Consignes => Remplacez « renégociation » par « négociation » dans l’extrait, de « Le régime de » jusqu’à « du Code civil). » inclus, puis recopiez ce passage ainsi modifié.

Le régime de révision pour imprévision n’est pas applicable aux instruments financiers
Depuis 1876 et le fameux arrêt « Canal de Craponne » de la Cour de cassation, une partie à un contrat ne peut en principe pas prétexter la survenance d’un événement imprévu pour échapper à ses obligations.
Une dérogation exceptionnelle, et très encadrée, à cette intangibilité du contrat a été introduite en droit français par la réforme du droit des contrats de 2016 (ordonnance n°2016-131 du 10 février 2016) : une partie peut demander une renégociation du contrat à son cocontractant, et le juge peut réviser le contrat ou y mettre fin en cas de refus ou d’échec de cette renégociation, « si un changement de circonstances imprévisible (…) rend l’exécution excessivement onéreuse pour une partie qui n’avait pas accepté d’en assumer le risque » (article 1195 du Code civil).
Pour sécuriser les contrats, l’application de cet article est souvent écartée par les praticiens par une clause expresse, devenue très rapidement de style. Si le caractère supplétif de l’article 1195 du Code civil, et donc la possibilité d’en écarter contractuellement l’application, avait pu être discuté, la validité de la « clause anti-1195 » a été confirmée lors des débats parlementaires sur la loi de ratification de l’ordonnance de 2016 par la Garde des Sceaux, qui indiquait que « l’article 1195 est supplétif de volonté : les parties sont libres d’en écarter l’application, totalement ou partiellement, et de prévoir qu’elles assumeront tout ou partie des conséquences des changements de circonstances modifiant l’équilibre du contrat ».

Données fournies =>
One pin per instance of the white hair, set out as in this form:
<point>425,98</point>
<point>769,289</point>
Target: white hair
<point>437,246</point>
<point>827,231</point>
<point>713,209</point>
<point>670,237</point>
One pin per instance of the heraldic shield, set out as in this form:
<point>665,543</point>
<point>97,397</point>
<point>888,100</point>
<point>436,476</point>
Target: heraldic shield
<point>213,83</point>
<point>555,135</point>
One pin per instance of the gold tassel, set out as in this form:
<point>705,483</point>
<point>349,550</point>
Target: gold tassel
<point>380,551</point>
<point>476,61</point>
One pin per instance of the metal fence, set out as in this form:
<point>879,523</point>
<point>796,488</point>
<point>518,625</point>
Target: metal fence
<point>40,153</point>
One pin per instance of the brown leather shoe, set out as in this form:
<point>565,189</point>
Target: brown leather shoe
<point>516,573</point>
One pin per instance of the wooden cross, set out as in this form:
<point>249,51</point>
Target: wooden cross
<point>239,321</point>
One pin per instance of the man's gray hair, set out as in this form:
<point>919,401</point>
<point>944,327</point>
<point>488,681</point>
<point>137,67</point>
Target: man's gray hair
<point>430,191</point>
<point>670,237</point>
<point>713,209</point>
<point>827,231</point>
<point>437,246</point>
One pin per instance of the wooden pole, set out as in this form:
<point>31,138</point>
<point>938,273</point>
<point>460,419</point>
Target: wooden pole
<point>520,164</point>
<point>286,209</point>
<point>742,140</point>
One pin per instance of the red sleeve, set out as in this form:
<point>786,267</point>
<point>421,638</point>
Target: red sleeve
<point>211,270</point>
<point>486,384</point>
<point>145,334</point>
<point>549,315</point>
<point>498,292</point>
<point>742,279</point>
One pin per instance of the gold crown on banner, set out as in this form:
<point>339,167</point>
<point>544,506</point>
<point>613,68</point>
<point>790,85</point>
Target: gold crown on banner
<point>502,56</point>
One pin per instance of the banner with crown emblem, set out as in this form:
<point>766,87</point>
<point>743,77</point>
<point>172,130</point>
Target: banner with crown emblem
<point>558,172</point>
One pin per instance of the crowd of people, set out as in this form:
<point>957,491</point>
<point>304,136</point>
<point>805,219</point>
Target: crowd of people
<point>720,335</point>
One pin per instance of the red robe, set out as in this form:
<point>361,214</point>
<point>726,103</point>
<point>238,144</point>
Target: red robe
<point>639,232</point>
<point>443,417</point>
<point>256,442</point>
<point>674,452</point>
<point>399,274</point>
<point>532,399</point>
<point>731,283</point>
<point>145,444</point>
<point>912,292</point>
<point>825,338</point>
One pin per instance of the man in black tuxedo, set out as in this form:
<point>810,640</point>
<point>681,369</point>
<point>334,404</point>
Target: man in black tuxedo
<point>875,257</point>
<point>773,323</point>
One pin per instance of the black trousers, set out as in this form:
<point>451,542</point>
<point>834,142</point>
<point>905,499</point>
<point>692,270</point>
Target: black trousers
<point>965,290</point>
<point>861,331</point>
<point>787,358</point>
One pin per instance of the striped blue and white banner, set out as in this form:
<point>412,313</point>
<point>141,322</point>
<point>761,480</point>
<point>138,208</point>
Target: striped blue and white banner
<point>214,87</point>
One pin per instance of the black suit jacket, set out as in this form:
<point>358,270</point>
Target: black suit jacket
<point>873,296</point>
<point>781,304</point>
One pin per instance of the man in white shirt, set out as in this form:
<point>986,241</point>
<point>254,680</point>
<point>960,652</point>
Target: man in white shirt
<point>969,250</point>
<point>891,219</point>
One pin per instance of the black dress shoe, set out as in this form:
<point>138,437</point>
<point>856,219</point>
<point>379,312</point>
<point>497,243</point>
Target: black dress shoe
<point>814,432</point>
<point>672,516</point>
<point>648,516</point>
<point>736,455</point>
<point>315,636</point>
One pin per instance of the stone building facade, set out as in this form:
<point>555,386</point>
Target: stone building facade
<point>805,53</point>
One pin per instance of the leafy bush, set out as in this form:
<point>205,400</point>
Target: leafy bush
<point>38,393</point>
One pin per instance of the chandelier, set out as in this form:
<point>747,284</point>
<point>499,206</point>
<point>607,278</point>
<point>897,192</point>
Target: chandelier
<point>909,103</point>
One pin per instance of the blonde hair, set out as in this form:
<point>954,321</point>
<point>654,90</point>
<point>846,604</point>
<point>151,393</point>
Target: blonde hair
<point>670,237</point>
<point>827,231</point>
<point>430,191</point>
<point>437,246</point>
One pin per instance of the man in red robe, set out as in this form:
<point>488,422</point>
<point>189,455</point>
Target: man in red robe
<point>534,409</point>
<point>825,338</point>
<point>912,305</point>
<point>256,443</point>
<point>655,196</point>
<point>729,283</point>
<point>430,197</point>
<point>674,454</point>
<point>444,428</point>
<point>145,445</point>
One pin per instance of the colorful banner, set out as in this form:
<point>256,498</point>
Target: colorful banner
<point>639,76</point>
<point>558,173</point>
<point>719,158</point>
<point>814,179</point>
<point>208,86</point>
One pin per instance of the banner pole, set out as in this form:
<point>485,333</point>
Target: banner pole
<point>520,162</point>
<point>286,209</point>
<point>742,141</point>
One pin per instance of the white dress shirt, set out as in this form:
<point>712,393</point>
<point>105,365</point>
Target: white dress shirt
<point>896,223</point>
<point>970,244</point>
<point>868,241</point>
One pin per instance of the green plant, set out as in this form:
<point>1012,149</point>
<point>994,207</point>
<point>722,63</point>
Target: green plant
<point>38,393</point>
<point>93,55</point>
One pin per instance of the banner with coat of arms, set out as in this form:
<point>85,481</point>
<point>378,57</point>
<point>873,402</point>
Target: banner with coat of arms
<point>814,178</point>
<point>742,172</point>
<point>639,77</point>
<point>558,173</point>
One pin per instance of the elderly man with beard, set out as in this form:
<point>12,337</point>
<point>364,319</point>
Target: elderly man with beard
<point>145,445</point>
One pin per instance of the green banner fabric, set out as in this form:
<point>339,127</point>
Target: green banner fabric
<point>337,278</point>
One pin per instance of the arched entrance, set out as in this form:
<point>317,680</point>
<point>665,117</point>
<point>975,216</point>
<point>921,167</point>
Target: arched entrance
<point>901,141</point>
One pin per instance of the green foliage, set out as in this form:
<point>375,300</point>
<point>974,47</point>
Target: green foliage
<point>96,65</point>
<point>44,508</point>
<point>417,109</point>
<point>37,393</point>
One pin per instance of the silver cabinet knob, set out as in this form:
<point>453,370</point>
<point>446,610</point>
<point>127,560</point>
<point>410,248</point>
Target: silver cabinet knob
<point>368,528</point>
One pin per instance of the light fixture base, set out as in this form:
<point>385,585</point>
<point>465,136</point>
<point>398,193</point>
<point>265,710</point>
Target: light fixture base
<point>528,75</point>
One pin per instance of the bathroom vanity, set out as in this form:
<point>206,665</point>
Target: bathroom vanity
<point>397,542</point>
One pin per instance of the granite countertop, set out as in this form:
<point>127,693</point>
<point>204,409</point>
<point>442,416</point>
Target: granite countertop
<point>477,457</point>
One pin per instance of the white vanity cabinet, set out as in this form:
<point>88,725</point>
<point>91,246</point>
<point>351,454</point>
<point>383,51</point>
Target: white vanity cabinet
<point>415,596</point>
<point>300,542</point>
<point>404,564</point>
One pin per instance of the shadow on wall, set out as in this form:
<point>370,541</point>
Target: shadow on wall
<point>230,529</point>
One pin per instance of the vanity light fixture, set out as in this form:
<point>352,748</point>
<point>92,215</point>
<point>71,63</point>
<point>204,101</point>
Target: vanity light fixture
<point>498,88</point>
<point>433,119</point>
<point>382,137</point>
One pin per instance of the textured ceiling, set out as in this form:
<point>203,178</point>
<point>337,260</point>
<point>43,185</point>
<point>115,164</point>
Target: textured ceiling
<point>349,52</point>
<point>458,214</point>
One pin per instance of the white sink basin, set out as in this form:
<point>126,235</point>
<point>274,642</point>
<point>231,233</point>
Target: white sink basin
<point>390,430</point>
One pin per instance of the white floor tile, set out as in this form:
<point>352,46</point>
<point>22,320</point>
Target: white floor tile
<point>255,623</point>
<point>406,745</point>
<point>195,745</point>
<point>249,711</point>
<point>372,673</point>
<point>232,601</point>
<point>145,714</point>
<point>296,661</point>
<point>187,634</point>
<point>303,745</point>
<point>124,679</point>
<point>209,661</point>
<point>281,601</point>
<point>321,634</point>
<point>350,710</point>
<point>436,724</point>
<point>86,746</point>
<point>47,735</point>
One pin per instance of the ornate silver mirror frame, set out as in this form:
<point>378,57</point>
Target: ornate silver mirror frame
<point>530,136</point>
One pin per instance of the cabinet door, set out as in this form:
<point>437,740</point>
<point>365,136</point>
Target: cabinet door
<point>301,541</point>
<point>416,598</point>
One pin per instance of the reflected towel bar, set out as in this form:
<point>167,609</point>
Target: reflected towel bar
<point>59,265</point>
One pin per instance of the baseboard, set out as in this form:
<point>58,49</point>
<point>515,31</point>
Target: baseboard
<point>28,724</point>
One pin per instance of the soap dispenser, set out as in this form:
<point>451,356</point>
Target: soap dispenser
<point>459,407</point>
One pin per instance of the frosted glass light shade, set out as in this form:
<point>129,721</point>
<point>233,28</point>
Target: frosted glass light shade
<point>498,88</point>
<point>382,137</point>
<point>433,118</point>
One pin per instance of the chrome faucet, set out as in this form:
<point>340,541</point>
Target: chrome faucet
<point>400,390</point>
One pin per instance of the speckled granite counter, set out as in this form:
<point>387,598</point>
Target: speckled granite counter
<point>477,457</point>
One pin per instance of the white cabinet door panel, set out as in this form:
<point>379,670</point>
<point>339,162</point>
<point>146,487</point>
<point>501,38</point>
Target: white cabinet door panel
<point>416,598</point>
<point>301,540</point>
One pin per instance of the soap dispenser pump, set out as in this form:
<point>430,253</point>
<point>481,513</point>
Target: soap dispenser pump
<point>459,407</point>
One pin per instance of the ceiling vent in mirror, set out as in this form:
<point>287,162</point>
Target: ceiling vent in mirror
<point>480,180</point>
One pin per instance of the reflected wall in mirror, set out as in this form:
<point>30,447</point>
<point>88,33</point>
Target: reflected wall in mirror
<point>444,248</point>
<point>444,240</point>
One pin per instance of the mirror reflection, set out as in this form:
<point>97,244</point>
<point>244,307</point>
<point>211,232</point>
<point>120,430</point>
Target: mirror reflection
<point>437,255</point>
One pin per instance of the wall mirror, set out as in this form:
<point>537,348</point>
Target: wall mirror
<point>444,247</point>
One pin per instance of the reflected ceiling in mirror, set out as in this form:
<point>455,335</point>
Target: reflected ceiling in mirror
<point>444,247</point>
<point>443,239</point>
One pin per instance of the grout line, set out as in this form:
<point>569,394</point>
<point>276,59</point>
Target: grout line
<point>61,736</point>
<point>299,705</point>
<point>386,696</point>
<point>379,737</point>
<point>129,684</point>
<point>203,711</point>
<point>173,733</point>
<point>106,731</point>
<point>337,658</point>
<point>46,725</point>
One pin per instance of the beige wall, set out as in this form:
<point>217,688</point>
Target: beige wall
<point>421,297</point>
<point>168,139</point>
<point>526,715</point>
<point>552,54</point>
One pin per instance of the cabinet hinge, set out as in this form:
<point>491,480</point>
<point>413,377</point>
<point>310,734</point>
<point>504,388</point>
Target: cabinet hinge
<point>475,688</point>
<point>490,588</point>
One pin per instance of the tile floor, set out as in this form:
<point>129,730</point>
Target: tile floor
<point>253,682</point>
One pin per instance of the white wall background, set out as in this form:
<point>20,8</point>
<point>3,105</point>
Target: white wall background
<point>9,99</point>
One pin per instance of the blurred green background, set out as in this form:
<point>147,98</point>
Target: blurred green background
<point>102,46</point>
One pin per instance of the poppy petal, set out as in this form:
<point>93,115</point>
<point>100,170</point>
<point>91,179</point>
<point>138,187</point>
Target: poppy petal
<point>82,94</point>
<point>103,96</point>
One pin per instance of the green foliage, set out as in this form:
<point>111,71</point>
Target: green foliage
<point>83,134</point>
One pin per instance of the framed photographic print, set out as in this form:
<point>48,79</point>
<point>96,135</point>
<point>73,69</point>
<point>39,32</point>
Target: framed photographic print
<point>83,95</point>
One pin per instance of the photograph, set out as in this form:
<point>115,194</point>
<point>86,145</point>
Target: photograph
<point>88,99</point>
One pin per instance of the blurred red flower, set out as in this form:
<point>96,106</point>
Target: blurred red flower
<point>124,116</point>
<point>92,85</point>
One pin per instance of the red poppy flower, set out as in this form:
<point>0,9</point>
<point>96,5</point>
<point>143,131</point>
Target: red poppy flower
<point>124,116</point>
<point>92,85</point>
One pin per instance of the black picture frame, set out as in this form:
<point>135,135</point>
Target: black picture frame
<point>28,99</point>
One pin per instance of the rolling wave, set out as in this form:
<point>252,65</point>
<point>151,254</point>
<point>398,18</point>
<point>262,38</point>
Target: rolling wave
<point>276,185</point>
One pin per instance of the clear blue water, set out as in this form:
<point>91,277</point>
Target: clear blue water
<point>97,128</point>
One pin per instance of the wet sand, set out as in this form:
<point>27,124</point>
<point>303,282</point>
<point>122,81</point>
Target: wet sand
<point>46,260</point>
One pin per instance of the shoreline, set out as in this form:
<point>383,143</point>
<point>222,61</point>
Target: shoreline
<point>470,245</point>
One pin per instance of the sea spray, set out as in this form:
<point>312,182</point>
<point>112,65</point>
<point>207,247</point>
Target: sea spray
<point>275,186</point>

Exercice corrigé =>
Le régime de révision pour imprévision n’est pas applicable aux instruments financiers
Depuis 1876 et le fameux arrêt « Canal de Craponne » de la Cour de cassation, une partie à un contrat ne peut en principe pas prétexter la survenance d’un événement imprévu pour échapper à ses obligations.
Une dérogation exceptionnelle, et très encadrée, à cette intangibilité du contrat a été introduite en droit français par la réforme du droit des contrats de 2016 (ordonnance n°2016-131 du 10 février 2016) : une partie peut demander une négociation du contrat à son cocontractant, et le juge peut réviser le contrat ou y mettre fin en cas de refus ou d’échec de cette négociation, « si un changement de circonstances imprévisible (…) rend l’exécution excessivement onéreuse pour une partie qui n’avait pas accepté d’en assumer le risque » (article 1195 du Code civil).